==== Data shown ====

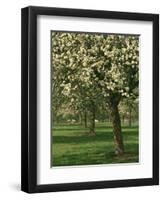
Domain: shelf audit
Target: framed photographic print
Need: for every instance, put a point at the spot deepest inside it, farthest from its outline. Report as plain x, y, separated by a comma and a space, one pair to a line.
90, 99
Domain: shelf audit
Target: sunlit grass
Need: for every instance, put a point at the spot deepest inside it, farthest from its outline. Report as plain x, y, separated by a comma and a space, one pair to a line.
71, 145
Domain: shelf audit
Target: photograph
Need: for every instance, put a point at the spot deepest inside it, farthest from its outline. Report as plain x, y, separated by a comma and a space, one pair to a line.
94, 98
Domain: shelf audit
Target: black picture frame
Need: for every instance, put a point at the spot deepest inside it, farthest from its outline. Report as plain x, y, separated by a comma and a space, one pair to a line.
29, 99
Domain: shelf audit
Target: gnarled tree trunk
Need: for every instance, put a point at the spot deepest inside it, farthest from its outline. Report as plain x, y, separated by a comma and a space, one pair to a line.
92, 119
85, 119
117, 131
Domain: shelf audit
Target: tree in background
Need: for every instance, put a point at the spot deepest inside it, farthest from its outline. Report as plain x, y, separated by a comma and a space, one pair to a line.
91, 68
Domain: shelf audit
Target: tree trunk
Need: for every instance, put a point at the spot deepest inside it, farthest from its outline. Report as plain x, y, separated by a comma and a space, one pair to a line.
92, 120
118, 139
85, 119
129, 122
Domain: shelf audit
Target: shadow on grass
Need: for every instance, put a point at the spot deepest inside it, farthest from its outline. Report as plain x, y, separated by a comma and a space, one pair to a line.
99, 156
86, 138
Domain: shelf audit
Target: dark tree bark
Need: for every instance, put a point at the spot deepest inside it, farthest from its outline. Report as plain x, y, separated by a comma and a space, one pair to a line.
129, 121
92, 119
117, 131
85, 119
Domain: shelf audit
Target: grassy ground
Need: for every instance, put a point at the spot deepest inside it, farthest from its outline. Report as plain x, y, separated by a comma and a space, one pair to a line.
71, 145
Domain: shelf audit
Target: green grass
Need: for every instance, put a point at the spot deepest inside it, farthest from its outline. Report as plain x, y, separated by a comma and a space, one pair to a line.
71, 145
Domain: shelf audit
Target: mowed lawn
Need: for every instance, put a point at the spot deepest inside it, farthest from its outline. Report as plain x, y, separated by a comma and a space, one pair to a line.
71, 145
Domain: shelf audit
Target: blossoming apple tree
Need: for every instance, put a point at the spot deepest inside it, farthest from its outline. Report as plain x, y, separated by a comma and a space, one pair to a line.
93, 68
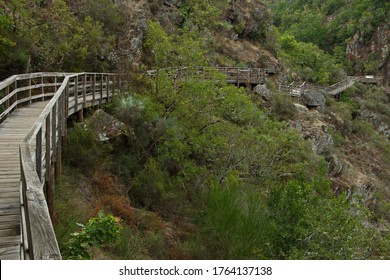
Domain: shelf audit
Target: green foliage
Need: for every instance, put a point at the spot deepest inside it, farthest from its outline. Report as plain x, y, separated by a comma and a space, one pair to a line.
85, 152
233, 224
330, 24
37, 37
174, 51
308, 61
201, 14
282, 107
98, 231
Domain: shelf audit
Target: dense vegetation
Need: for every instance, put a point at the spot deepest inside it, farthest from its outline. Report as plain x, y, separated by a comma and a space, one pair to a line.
203, 169
331, 24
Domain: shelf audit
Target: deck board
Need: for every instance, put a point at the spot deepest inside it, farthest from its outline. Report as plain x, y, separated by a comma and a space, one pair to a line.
12, 132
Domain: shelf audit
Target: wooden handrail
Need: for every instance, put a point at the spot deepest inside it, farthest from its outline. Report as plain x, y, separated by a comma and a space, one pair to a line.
41, 148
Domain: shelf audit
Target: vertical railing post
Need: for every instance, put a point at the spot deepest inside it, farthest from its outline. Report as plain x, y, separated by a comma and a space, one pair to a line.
84, 90
94, 89
29, 90
16, 93
6, 93
38, 154
42, 88
55, 84
49, 180
238, 77
76, 93
54, 114
101, 89
108, 88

====

### Instructions for the task
Without any picture, return exactly the lines of the records above from the first through the line that contains "Target: photograph".

### Response area
Domain: shelf audit
Target: framed photographic print
Need: for every instance, put a point at the spot deepest inside it, farthest from its outline. Report as plain x, y, separated by a comma and a space, one pair to a line.
90, 99
Domain: shelf audit
Target: sunlit grass
Need: for every instance, put a point at the spot deepest inside it, farthest from its outline. Report as plain x, y, separated by a comma and a space, one pair to a line.
71, 145
Domain: shelf audit
Target: photograph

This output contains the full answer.